Your instructions: Can you rewrite the entries below with every "sports analytics" swapped for "object localization" and nothing else changed?

Data rows:
--
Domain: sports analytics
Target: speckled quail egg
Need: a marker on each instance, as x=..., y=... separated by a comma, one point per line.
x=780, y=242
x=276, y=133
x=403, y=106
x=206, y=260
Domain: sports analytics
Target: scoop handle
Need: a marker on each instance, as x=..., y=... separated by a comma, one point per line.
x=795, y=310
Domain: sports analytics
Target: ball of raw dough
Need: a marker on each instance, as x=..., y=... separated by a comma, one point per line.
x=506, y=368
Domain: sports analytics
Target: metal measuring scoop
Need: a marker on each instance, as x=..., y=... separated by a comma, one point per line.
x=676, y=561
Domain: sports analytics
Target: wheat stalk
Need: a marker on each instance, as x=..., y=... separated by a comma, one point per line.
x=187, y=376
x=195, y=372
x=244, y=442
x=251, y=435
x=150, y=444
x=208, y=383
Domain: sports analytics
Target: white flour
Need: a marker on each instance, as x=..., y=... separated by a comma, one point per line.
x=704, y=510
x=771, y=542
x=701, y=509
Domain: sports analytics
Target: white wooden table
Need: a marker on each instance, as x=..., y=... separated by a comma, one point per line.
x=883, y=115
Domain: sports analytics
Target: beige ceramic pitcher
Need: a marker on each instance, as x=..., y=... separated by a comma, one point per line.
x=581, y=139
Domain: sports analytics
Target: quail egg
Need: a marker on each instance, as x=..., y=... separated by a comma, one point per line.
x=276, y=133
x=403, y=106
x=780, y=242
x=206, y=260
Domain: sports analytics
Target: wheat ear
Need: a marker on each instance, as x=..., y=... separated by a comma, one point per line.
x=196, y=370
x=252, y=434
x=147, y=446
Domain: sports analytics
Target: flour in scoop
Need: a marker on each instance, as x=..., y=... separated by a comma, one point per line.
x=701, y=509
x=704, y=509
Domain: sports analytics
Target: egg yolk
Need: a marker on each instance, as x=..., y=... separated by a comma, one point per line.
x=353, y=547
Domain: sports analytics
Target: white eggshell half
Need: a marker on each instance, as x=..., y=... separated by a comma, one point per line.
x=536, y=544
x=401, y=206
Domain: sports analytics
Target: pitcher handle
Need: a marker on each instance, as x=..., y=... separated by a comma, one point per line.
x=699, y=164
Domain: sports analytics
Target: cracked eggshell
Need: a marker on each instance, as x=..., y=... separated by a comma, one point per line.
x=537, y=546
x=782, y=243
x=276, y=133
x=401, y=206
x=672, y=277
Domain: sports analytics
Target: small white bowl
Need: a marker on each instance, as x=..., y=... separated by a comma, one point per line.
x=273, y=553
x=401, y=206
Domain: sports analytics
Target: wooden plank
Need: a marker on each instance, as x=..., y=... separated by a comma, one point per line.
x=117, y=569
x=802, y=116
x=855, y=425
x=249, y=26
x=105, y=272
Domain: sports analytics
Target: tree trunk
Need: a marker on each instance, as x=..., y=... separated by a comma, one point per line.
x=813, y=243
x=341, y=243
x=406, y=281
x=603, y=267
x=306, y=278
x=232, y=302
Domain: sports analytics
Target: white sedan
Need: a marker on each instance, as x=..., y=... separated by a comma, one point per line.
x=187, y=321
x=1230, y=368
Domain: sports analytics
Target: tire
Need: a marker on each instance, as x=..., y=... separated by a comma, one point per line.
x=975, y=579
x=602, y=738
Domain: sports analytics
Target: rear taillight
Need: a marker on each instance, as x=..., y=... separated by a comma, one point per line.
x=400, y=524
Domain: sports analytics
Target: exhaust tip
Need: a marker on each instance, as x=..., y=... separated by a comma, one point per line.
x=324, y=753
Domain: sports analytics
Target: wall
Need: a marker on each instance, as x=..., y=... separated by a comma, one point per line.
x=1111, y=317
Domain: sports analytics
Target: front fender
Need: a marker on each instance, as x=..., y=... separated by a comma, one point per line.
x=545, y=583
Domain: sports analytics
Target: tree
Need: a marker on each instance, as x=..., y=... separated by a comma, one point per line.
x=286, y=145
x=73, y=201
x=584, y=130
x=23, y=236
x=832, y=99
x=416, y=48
--
Full solution:
Domain: object localization
Target: speckled quail egg
Need: a marker on each instance, as x=..., y=... separated by a comma, one point per line.
x=780, y=242
x=276, y=133
x=403, y=106
x=206, y=260
Domain: object localization
Target: scoop handle
Need: a marker on each instance, as x=..., y=... separated by a comma, one point per line.
x=795, y=310
Domain: object localization
Target: ball of raw dough
Need: a marker on each instance, as x=..., y=... separated by a comma, one point per line.
x=506, y=368
Domain: object localization
Target: metal measuring scoop
Need: a marker on each instance, as x=..., y=... separated by a comma, one point per line.
x=676, y=561
Domain: object localization
Target: wheat stalk
Need: a marker on each instance, as x=..., y=... separated by a comma, one point per line.
x=187, y=376
x=195, y=372
x=244, y=442
x=251, y=435
x=150, y=444
x=208, y=383
Domain: object localization
Target: white flour
Need: a marker on each instance, as x=..., y=... separated by a comma, one point per line.
x=704, y=510
x=771, y=542
x=701, y=509
Domain: object localization
Target: white wooden table
Need: a marker on each instance, as x=..., y=... separated by a comma, one point per line.
x=883, y=115
Domain: object localization
Target: beige ceramic pitcher
Need: a marker on each instance, as x=..., y=... separated by a comma, one point per line.
x=581, y=139
Domain: object localization
Target: quail egg
Need: a marker on each instance, as x=..., y=... separated by a comma, one point per line.
x=276, y=133
x=403, y=106
x=780, y=242
x=206, y=260
Domain: object localization
Target: wheat ear
Need: a marker on each instance, as x=..., y=... separated by a comma, one point per line.
x=196, y=370
x=252, y=434
x=147, y=446
Domain: object localization
Target: flour in scoop
Need: a marker on each instance, as x=..., y=... separated by a comma, one point per line.
x=701, y=509
x=704, y=509
Domain: object localization
Target: egg yolk
Need: a marker on each instance, as x=..., y=... separated by a comma, one point per line.
x=353, y=547
Domain: object localization
Target: white eggshell half
Need: a marker on each instance, as x=..., y=... separated by a comma, one point per line.
x=536, y=544
x=401, y=206
Domain: object localization
Target: pitcher handle
Need: a marker on each instance, as x=..., y=... separated by a comma, one point per line.
x=699, y=164
Domain: object localization
Target: cracked eggshell
Need: a marker on each instance, as x=..., y=... separated by a comma, one point per line.
x=537, y=546
x=782, y=243
x=276, y=133
x=401, y=206
x=672, y=277
Domain: object localization
Target: small white bowl
Need: a marker on each instance, as x=..., y=... separated by a comma, one point per line.
x=273, y=553
x=401, y=206
Domain: object localization
Target: wooden plank
Need: a marker on each instance, as x=..., y=... separated by a comma, one point per line.
x=117, y=569
x=802, y=116
x=855, y=425
x=249, y=26
x=105, y=272
Domain: object localization
Target: tree trunk
Need: a marker on each instance, as x=..., y=... separated by a comma, one point per line.
x=813, y=243
x=341, y=243
x=406, y=281
x=603, y=267
x=306, y=278
x=232, y=302
Domain: object localization
Target: white sedan
Need: a marker on each instance, as x=..., y=... separated by a comma, one point per line.
x=187, y=321
x=1230, y=368
Domain: object localization
Target: tire
Need: a marker on each instance, as x=..., y=... separated by a comma, one point per line.
x=975, y=579
x=602, y=738
Domain: object localization
Target: rear taillight
Need: a marker on each instance, as x=..., y=... separated by a comma, one point per line.
x=400, y=524
Domain: object localization
Target: exhaust tip
Need: a marker on each instance, as x=..., y=... separated by a comma, one point per line.
x=324, y=753
Domain: object localization
Target: wall
Need: a marker on each instance, as x=..., y=... separated by a comma, one point per line.
x=1111, y=317
Domain: object localization
Target: front fender
Need: a marker on each instance, as x=..., y=... separated by a comma, one point per line.
x=545, y=583
Domain: object localization
Target: tree
Need: a marker on each instance, as x=..., y=... separated by a comma, one point per line.
x=286, y=145
x=73, y=201
x=584, y=130
x=23, y=236
x=832, y=99
x=416, y=48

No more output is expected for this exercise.